**Text shown**
....

There’s controversy about the effects shaving has on swimmers. A few studies using a small number of swimmers have shown some improvement in performance after shaving. So that may be the answer.
Skeptics, though, say the studies are flawed. Since most swimmers believe that shaving will help them go faster, they say it’s not surprising that this expectation could psychologically affect their performance.
The best studies would use a double-blind model in which neither researchers nor subjects would know if they had been shaved or not. They believe hair would make little or no difference, or even that hair might create turbulence like the dimples on golf balls (see below) to actually help a swimmer slip more easily through the water. “Otters and seals swim quite well, and they have lots of hair!” points out one anti-shaving swimmer.
On the other side, freshly shaved swimmers say their skin is more sensitive, so they have a better feel for their watery surroundings. They feel like they have more control over their movements and propulsion.
So the jury is still out for swimmers. Bikers, however, are likely just fooling themselves if they think shaving’s going to help their time, sort of like the race car drivers who believe a clean car will travel faster than a dirty one.

....

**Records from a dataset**
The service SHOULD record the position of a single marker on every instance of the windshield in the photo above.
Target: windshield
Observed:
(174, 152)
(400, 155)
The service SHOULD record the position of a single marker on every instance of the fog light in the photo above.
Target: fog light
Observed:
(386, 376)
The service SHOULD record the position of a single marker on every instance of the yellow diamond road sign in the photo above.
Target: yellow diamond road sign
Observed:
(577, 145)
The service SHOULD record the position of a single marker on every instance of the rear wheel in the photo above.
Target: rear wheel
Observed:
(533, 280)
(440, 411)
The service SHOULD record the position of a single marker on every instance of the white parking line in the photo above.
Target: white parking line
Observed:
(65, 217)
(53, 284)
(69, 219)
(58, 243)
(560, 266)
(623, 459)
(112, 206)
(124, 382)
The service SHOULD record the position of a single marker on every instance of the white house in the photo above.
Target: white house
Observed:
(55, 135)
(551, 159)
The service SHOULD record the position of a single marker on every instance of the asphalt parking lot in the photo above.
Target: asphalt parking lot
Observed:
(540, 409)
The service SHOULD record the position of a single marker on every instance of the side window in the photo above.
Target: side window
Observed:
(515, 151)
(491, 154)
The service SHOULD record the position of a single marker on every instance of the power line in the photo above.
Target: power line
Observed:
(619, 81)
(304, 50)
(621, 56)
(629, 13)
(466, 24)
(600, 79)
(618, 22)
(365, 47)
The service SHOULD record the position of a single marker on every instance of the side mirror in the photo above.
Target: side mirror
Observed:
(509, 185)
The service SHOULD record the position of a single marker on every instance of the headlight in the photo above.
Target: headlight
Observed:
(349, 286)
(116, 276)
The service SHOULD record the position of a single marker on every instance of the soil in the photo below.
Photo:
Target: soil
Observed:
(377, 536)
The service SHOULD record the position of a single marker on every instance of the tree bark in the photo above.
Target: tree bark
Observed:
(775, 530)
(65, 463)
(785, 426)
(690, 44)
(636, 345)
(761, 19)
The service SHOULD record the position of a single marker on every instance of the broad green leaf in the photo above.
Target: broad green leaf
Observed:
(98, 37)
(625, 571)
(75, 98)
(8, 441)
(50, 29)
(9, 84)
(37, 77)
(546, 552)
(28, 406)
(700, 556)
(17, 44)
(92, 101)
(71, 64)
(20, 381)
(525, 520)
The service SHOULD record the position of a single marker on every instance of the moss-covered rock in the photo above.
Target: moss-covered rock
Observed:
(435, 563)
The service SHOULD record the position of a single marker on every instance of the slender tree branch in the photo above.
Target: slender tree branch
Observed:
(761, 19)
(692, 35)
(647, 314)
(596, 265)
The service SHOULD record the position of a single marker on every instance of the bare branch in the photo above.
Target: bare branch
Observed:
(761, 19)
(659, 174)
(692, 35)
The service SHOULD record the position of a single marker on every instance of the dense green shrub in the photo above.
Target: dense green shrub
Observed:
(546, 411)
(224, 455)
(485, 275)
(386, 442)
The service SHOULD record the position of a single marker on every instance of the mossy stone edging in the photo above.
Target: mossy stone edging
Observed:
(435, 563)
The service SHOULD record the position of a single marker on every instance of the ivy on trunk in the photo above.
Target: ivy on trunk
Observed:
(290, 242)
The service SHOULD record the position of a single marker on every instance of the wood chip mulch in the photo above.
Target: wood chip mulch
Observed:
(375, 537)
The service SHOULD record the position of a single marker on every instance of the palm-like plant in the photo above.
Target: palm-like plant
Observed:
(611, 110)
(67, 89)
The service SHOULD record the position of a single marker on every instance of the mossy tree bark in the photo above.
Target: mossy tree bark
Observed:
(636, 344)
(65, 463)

....

**Activity list**
**a)** List every effect of shaving that freshly shaved swimmers report in the text on shaving and swimming.
**b)** Extract the passage of the text on shaving and swimming between "The best studies" and "a dirty one.", inclusive.
These lines are separate material with no connection to the text on shaving.

**List of answers**
**a)**
- Their skin is more sensitive.
- They have a better feel for their watery surroundings.
- They feel they have more control over their movements and propulsion.

**b)**
The best studies would use a double-blind model in which neither researchers nor subjects would know if they had been shaved or not. They believe hair would make little or no difference, or even that hair might create turbulence like the dimples on golf balls (see below) to actually help a swimmer slip more easily through the water. “Otters and seals swim quite well, and they have lots of hair!” points out one anti-shaving swimmer.
On the other side, freshly shaved swimmers say their skin is more sensitive, so they have a better feel for their watery surroundings. They feel like they have more control over their movements and propulsion.
So the jury is still out for swimmers. Bikers, however, are likely just fooling themselves if they think shaving’s going to help their time, sort of like the race car drivers who believe a clean car will travel faster than a dirty one.